Gov. William F. Weld yesterday kicked off the Massachusetts Information Technology Center project. which represents the first step in a $250 million economic revitalization program for the city of Chelsea.

At a ceremony at Chelsea's city hall, Weld said he remains committed to spurring job growth in the state, and that "this new information technology center is another key building block in Chelsea's rebirth."

The construction of the center is expected to be the largest single building project begun in the state this year. It will create 650 construction and 875 permanent jobs in the Boston suburb, according to a release from the Massachusetts Industrial Finance Agency.

The first phase of the project is scheduled to begin next month when the new Chelsea Industrial Development Finance Agency sells $84 million of municipal bonds for construction of the Information Technology Center's first building. The center will be located in the city's Murray Industrial Park.

The new building, expected to contain at least 420,000 square feet of space, will be home to the Massachusetts Department of Revenue's tax collection processing office as well as other state sub-agencies, according to Daniel O'Connell, executive director of the Massachusetts Industrial Finance Agency. The agency has been advising the Chelsea development group and will develop and own the property for the 30-year life of the bonds.

**SUPPLIED RECORDS:**
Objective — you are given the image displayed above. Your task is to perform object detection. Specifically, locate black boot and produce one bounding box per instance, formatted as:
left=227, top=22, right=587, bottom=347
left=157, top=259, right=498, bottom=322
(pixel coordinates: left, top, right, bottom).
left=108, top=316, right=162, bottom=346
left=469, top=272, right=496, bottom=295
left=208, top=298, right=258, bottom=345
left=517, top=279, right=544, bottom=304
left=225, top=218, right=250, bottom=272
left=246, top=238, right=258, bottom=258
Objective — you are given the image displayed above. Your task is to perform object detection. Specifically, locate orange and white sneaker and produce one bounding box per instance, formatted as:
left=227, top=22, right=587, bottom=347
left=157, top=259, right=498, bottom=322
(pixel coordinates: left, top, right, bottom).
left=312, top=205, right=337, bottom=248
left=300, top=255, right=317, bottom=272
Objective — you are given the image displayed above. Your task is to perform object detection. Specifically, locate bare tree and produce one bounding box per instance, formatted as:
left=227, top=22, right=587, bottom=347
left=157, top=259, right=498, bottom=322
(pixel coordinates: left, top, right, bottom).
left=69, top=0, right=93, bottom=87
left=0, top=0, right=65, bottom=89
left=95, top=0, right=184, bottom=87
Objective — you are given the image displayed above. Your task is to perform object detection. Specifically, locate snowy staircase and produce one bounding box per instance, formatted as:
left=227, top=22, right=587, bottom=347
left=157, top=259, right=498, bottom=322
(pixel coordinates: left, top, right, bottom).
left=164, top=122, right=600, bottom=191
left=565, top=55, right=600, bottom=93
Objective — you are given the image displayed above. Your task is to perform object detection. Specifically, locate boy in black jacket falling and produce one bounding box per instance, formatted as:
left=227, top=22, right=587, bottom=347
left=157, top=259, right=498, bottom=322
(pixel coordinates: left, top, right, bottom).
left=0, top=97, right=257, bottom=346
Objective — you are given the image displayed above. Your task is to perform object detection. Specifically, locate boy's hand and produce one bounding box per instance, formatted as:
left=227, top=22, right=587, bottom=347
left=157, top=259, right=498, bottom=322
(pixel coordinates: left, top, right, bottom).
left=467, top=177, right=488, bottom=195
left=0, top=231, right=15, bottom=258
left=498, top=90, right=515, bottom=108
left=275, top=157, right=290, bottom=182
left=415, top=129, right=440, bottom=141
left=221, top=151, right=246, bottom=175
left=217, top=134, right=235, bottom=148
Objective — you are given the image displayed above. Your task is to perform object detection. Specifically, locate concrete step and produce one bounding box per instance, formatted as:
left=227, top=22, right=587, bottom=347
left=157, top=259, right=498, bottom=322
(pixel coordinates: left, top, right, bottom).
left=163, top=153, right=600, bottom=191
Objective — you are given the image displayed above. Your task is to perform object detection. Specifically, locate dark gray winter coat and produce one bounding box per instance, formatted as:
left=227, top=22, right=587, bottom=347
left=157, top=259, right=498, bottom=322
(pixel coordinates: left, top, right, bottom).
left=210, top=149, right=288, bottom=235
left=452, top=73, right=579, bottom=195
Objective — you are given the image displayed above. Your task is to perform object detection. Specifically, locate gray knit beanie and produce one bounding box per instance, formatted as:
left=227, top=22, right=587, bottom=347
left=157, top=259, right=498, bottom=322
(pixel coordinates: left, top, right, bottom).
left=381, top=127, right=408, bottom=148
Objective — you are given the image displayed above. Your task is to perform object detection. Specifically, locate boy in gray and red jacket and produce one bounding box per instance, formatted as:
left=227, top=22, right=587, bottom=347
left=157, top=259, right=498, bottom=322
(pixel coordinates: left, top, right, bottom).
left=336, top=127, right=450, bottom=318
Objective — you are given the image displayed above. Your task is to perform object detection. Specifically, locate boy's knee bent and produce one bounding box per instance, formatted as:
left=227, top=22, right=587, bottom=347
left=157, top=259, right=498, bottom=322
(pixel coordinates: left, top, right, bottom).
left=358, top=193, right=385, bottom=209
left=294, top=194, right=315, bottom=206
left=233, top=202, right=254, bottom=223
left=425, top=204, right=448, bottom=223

**TASKS TO PERFORM:**
a) Answer these questions using the article above about the Chelsea information technology center:
(i) How many permanent jobs will the center create?
(ii) How much in municipal bonds will be sold to build the center's first building?
(iii) Which state department's tax collection processing office will move into the new building?
b) Continue the article about the Chelsea information technology center from its last sentence.

**ANSWERS TO EACH TASK:**
a)
(i) 875
(ii) $84 million
(iii) The Massachusetts Department of Revenue

b)
O'Connell said the debt service on the sale will be indirectly provided by Massachusetts.

"The commonwealth will be providing debt service and a healthy reserve fund through lease payments from the Department of Revenue." O'Connell said. "They would like to move into the building before the end of 1995.

O'Connell said the reserve fund will grow as large as $7 million during the expected 15-month construction period. The fund will be reduced each year once construction is completed and revenues start to be generated from the lease payments.

Merrill Lynch & Co. will serve as, senior manager for the $84 million bond sale in August.

"We have been doing a lot of work with Chelsea and Merrill Lynch on this bond sale," O'Connell said. "But, primarily, we have been acting as an educator of the Chelsea IDFA as they enter the marketplace."

The construction of the city's information center is only one chapter of the Chelsea story. As part of the overall economic revitalization, the city is in the planning stages of building an $11 million district courthouse with the state's Government Land Bank and Division of Capital Planning and Operations.

Also, the city is expected to work with MIFA on the construction of a $13 million, 110,000-square foot, medical-waste reprocessing facility for BioMed of New England.

This would create about 150 permanent jobs, according to the press release from MIFA.

O'Connell also said the city will sell about $90 million of bonds to finance school construction within the next six months. The bonds would be 90% secured by state matching education funds.

The flurry of activity comes less than two years after Weld put Chelsea into state receivership.

Because of rapidly shrinking revenues, widespread poverty, and years of financial mismanagement, the city found itself unable to pay its bills and was placed under state control in September 1991.

In less than a year, James F. Carlin, the city's first receiver, slashed over $10 million from the city's $40 million budget.

Carlin resigned from the post last summer and Lewis H. Spence took over.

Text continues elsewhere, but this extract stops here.